# [DATASET ROWS]
-- start --

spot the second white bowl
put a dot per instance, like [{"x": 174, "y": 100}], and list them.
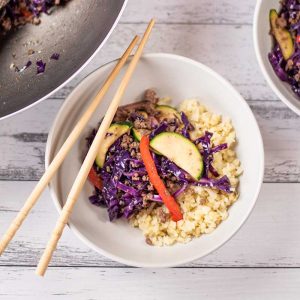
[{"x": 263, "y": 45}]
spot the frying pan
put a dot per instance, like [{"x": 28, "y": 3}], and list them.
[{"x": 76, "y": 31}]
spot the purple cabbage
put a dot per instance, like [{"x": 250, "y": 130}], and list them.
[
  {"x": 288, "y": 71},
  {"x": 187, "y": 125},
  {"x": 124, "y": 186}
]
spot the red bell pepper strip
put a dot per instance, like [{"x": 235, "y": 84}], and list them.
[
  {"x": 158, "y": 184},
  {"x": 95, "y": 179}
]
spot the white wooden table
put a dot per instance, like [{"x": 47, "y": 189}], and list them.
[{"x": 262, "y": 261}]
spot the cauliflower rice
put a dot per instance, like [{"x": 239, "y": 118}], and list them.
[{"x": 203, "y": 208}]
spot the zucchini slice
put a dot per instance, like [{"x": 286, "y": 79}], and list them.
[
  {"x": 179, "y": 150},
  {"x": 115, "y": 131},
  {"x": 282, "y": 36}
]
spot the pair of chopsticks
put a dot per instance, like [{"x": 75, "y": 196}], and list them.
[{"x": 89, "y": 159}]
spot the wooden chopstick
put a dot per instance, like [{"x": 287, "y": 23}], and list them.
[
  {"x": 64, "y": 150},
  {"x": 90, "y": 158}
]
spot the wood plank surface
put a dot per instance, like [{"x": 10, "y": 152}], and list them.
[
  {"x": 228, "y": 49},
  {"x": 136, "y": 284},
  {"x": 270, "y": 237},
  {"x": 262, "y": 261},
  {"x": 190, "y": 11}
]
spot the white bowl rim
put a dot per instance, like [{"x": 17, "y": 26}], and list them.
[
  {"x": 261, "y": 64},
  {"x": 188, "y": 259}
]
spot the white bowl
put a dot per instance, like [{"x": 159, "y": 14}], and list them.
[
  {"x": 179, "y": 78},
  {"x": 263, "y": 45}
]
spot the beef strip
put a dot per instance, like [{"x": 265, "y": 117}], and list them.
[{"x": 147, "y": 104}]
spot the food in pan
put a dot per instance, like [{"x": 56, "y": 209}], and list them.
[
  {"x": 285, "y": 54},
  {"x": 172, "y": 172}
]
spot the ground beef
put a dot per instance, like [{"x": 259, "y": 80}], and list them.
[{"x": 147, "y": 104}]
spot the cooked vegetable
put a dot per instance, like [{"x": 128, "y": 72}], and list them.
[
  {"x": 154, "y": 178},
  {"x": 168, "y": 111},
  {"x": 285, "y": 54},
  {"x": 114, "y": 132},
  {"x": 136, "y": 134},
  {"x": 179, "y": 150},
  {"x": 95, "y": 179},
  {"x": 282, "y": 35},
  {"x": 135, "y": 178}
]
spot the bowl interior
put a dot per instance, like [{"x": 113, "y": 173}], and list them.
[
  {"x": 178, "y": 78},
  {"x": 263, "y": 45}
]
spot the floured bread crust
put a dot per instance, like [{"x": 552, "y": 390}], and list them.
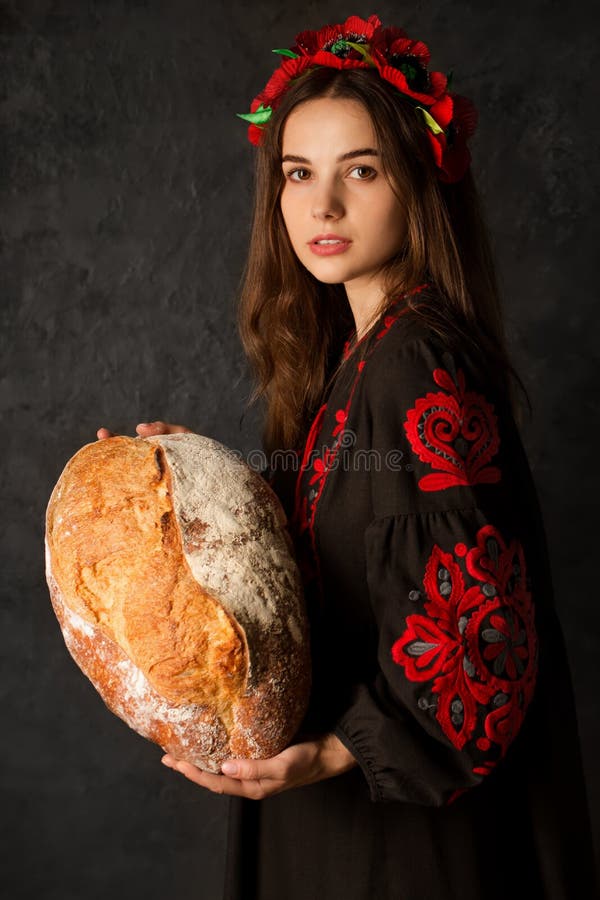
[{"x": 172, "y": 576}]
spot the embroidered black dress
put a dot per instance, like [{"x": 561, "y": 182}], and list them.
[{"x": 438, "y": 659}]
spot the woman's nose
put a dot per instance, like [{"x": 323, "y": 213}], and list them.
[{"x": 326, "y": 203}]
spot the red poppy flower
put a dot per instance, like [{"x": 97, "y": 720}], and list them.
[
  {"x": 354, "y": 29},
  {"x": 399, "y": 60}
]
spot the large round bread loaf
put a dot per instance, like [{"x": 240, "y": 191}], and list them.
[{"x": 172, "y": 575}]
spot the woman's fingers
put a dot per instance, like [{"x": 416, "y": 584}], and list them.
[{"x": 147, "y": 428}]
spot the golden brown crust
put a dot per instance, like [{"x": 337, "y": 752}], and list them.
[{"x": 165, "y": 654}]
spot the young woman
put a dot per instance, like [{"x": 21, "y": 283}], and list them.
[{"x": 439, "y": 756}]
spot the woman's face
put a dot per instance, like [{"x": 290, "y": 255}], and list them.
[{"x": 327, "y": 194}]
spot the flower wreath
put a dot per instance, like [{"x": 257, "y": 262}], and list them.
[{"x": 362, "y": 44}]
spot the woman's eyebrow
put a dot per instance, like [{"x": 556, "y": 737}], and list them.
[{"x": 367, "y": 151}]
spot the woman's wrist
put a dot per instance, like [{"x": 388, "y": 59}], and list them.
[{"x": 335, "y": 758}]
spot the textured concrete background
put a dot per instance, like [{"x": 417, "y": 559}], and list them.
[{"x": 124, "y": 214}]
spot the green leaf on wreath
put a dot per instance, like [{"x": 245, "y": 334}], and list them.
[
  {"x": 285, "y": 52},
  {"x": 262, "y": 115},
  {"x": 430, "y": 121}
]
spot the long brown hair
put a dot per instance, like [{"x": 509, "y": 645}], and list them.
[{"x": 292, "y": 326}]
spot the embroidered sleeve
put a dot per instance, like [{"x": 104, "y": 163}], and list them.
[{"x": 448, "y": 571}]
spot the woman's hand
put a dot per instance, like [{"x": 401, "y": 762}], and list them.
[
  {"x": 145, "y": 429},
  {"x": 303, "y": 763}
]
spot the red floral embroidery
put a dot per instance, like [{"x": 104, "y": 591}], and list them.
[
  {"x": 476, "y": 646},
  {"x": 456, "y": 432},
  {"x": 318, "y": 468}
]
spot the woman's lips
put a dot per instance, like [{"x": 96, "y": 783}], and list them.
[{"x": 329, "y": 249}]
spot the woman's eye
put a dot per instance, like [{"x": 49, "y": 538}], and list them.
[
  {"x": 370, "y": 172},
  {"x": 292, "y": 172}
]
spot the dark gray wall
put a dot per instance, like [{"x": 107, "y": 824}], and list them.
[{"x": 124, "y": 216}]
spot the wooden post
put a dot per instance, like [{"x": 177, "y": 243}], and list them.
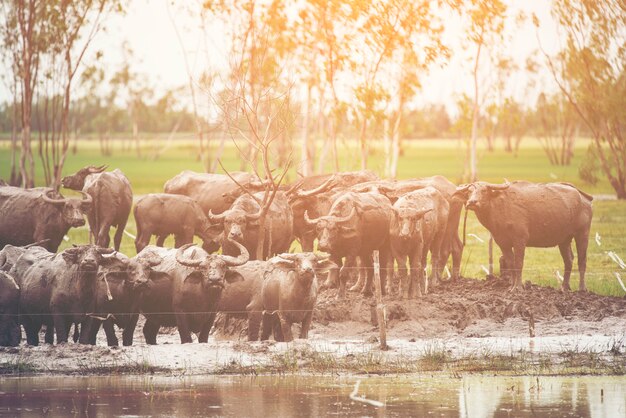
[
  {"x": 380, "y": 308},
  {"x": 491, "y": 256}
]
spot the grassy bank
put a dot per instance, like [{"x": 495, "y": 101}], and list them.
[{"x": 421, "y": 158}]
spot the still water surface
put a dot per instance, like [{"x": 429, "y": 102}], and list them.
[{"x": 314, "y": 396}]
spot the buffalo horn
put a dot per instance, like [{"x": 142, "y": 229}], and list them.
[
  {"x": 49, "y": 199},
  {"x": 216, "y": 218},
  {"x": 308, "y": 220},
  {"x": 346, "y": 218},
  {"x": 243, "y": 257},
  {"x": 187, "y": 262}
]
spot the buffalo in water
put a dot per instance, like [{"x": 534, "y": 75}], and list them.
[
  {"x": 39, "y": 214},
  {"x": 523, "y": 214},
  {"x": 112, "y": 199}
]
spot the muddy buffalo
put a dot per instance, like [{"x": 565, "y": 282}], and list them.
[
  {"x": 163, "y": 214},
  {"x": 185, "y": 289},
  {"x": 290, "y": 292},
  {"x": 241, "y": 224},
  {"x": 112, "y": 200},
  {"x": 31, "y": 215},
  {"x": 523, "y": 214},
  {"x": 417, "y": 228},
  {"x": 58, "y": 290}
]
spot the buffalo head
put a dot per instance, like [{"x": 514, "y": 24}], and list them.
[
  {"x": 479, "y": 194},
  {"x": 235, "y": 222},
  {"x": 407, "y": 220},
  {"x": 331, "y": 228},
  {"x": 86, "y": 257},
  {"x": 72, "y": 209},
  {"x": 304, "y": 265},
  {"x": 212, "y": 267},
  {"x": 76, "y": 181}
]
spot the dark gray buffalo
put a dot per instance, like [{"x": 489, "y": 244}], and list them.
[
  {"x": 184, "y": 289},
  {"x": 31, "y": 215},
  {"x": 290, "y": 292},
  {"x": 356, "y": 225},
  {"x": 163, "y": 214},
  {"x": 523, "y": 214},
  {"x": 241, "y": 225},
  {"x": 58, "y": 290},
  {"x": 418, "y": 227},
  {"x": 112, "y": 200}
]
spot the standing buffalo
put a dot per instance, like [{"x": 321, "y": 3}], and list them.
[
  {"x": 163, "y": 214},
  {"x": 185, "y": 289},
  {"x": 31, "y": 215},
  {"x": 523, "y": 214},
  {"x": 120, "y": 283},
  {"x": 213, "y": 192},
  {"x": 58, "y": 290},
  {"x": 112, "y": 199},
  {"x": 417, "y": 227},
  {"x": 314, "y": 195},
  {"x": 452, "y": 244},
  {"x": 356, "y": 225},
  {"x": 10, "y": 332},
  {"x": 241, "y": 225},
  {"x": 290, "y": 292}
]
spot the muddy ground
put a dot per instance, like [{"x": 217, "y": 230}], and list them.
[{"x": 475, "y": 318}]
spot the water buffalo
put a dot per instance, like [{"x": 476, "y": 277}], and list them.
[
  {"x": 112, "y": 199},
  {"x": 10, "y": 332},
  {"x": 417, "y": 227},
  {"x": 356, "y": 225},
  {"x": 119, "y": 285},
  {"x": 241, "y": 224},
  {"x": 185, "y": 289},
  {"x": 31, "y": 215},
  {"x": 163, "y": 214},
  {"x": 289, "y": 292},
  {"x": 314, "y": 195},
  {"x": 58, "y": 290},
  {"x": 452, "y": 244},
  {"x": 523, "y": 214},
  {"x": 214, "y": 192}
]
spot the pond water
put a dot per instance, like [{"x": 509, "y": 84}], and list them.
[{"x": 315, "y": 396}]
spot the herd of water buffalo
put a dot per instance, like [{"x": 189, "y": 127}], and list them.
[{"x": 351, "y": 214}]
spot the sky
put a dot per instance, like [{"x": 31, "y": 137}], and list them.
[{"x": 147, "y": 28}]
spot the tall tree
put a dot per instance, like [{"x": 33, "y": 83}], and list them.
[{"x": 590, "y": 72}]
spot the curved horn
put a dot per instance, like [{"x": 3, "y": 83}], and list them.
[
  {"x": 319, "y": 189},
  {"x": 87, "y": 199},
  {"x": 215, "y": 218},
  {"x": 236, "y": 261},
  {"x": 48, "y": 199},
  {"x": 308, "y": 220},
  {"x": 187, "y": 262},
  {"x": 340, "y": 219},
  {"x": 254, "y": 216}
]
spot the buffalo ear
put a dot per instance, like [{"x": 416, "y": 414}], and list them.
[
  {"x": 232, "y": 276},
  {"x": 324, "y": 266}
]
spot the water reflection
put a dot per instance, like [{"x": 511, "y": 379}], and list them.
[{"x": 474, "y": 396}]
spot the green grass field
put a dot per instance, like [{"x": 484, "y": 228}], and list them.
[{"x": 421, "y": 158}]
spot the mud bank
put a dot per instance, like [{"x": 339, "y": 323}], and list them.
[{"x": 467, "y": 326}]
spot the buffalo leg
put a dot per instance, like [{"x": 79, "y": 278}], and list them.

-- end --

# [YOUR OBJECTIVE]
Everything from the line with "spot the water buffalo" to the end of the listing above needs to be duplicated exactly, both end lines included, with nothing more.

# [OUTPUT BELOW]
spot the water buffalo
put a dot per instance, like [{"x": 476, "y": 277}], and list them.
[
  {"x": 112, "y": 199},
  {"x": 10, "y": 332},
  {"x": 417, "y": 227},
  {"x": 356, "y": 225},
  {"x": 119, "y": 285},
  {"x": 241, "y": 224},
  {"x": 185, "y": 289},
  {"x": 31, "y": 215},
  {"x": 163, "y": 214},
  {"x": 289, "y": 292},
  {"x": 314, "y": 195},
  {"x": 58, "y": 290},
  {"x": 452, "y": 244},
  {"x": 523, "y": 214},
  {"x": 214, "y": 192}
]
spot the pond water
put a dot per instance, like [{"x": 509, "y": 84}], and list them.
[{"x": 315, "y": 396}]
spot the herd of water buffalo
put a dot per instance, like [{"x": 189, "y": 127}], and list them.
[{"x": 351, "y": 214}]
spot the sky
put a dot per instance, like [{"x": 31, "y": 137}], and list them.
[{"x": 147, "y": 28}]
spot the tall tree
put a dot per instance, like [{"x": 33, "y": 83}], and list them.
[{"x": 590, "y": 72}]
spot the curved horn
put a dot per instance, like [{"x": 3, "y": 83}], and list them.
[
  {"x": 319, "y": 189},
  {"x": 87, "y": 199},
  {"x": 215, "y": 218},
  {"x": 236, "y": 261},
  {"x": 48, "y": 199},
  {"x": 308, "y": 220},
  {"x": 187, "y": 262},
  {"x": 340, "y": 219},
  {"x": 254, "y": 216}
]
spot the buffalo ear
put a dot per instance, like [{"x": 416, "y": 414}], and list them.
[
  {"x": 232, "y": 276},
  {"x": 324, "y": 266}
]
spot the water reflection
put a dot per instance, like [{"x": 511, "y": 379}], and list them.
[{"x": 474, "y": 396}]
spot the green grass field
put a dot per instance, like [{"x": 484, "y": 228}], and list them.
[{"x": 421, "y": 158}]
spot the mud bank
put a dot per instance, like [{"x": 339, "y": 323}], and list them.
[{"x": 467, "y": 326}]
spot the buffalo leg
put a dot per instance, like [{"x": 79, "y": 278}], and list them.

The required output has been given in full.